What to produce:
In this exercise, the entries below are to be transcribed exactly, line by line.

BEGIN Records to process

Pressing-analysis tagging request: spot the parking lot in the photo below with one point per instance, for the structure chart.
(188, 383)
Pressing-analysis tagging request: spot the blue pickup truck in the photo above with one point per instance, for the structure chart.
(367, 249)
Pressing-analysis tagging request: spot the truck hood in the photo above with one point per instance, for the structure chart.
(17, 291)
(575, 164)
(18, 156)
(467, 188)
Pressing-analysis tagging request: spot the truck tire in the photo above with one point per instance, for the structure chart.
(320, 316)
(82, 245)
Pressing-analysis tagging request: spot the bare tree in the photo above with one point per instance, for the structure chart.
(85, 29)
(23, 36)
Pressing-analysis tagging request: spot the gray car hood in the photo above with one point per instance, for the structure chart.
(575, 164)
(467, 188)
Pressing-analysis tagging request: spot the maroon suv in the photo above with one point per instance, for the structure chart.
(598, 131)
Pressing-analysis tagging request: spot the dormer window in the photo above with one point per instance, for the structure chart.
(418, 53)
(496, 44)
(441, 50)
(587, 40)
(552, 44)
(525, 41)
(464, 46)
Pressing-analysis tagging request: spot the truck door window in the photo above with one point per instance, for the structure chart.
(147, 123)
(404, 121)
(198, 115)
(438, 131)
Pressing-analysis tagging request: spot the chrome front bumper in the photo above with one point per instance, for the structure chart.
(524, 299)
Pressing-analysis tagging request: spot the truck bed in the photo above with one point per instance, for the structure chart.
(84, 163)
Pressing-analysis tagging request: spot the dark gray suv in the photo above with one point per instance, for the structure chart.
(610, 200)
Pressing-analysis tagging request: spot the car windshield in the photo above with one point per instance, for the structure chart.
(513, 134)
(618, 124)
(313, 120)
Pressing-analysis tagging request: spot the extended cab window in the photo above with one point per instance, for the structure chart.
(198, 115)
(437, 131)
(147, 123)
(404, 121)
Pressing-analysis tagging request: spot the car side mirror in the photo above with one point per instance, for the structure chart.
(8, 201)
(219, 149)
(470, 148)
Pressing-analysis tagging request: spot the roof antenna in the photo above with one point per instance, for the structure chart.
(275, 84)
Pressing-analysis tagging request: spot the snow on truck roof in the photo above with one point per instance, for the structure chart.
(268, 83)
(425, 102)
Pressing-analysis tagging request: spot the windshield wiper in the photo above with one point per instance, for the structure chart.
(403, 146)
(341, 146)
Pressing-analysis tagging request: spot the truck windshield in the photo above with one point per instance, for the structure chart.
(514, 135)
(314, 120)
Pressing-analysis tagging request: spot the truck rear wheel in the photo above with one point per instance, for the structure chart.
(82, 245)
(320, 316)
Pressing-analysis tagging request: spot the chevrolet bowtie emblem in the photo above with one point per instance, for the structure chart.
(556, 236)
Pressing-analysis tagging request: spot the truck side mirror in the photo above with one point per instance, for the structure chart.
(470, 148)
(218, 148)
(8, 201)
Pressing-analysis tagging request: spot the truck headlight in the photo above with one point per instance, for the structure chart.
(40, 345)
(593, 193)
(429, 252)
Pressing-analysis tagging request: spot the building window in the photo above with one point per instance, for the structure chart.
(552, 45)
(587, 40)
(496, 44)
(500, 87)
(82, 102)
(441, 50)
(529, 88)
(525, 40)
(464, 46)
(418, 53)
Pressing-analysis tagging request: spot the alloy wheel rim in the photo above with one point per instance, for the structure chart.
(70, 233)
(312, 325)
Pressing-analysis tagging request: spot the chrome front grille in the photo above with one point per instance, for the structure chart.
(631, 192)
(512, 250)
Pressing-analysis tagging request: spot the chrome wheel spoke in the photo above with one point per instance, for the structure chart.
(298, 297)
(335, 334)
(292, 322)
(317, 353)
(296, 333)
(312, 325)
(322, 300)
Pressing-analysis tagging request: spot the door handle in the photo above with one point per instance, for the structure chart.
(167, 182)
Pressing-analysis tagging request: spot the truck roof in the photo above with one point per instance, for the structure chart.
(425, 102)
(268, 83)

END Records to process

Answer to this exercise:
Pressing-analysis tagging request: spot the parking lot in the photo below with one point per instance, for the structure chart.
(188, 383)
Pressing-analysis tagging request: spot the blue pickup truck in the photo above with one point per instance, for the structure chart.
(367, 249)
Pressing-analysis tagging request: spot the truck hood in the photo above with one point per instance, for the structure chart.
(17, 291)
(575, 164)
(18, 156)
(467, 188)
Pressing-analysis tagging request: spot the truck tire in the photo above with one point per instance, for the structure chart.
(320, 316)
(82, 245)
Pressing-analysis tagging request: spot the bare tree in the photo above with one point per instance, for the structure chart.
(85, 29)
(23, 36)
Pressing-analysis tagging request: spot the gray car hood in the photo above with one point per instance, for the structure chart.
(575, 164)
(467, 188)
Pressing-analysis tagging request: spot the maroon suv in the photo above with one point per instance, for the structure chart.
(598, 131)
Pressing-analysis tagging request: spot the dormer window in the photo above with one point per instance, for the structure chart.
(418, 53)
(496, 44)
(441, 50)
(587, 40)
(552, 44)
(525, 41)
(464, 46)
Pressing-analysis tagging request: spot the truck door window in the photo above with one point per instance, for the structure chart.
(147, 123)
(404, 121)
(198, 115)
(438, 131)
Pressing-analysis tagging request: spot the chrome front bumper in the photo above with one point per instance, for the structure chart.
(524, 299)
Pressing-analysis tagging request: spot the truck bed in the photo above with one point per instance, for the structure chart.
(84, 163)
Pressing-analysis tagging request: spot the dark gray suv in the photo above with one point per instance, for the structure chart.
(610, 200)
Pressing-analysis tagging request: spot the car windshield in the photo above with one point per instance, for the structure chart.
(513, 134)
(618, 124)
(313, 120)
Pressing-analysis tagging request: spot the extended cab window in the photo above with one point per instance, for the structure chart.
(198, 115)
(437, 131)
(147, 123)
(404, 121)
Pressing-analysis tagging request: spot the car side mirror in the photo above with one point per instance, for the structure chart.
(8, 201)
(219, 149)
(470, 148)
Pressing-analysis tagging request: spot the roof antenna in the photo above with one point per instance, for the structure chart.
(275, 84)
Pressing-analysis tagging request: spot the snow on truck roof in the photo above with one point per instance, for the structure chart.
(268, 83)
(425, 102)
Pressing-analysis tagging request: spot the windshield wiper in the photo above with one point per instance, for the structure chart.
(403, 146)
(341, 146)
Pressing-analysis tagging request: spot the truck windshield in the photo above with one point per instance, for the structure chart.
(514, 135)
(314, 120)
Pressing-analysis tagging request: spot the truck rear wheel in the photo above with one point per instance, for the structure chart.
(82, 245)
(320, 316)
Pressing-analysis tagging request: spot the chevrolet bowtie emblem in the photo above with one point per instance, for the structure chart.
(556, 236)
Pressing-analysis tagging request: spot the truck side mirror in the photo above with one point per instance, for the structure chart.
(470, 148)
(218, 148)
(8, 201)
Pressing-analysis tagging request: spot the truck headlight in the photo above with one point per instance, for the structure chart.
(40, 345)
(593, 193)
(429, 252)
Pressing-analysis tagging request: spot the building window in the photo above with one point per instance, for the structure chart.
(552, 45)
(587, 40)
(496, 44)
(500, 87)
(82, 102)
(441, 50)
(529, 88)
(525, 40)
(464, 46)
(418, 53)
Pressing-analysis tagging request: spot the alloy wheel rim in the photo above with one point per instance, for the structure chart.
(70, 233)
(312, 325)
Pressing-analysis tagging request: spot the chrome front grille in the photo above with one point per instance, for the structure chart.
(631, 192)
(512, 250)
Pressing-analysis tagging request: spot the chrome wheel spoke in the photo above with one point per instance, for the structure chart.
(298, 297)
(335, 334)
(292, 322)
(317, 353)
(296, 333)
(312, 325)
(322, 300)
Pressing-analysis tagging request: spot the door handle in the photo above with one point per instance, for the structure chart.
(167, 182)
Pressing-analysis tagging request: spot the truck roof in the photo above with one point per instance, for the structure chart.
(425, 102)
(268, 83)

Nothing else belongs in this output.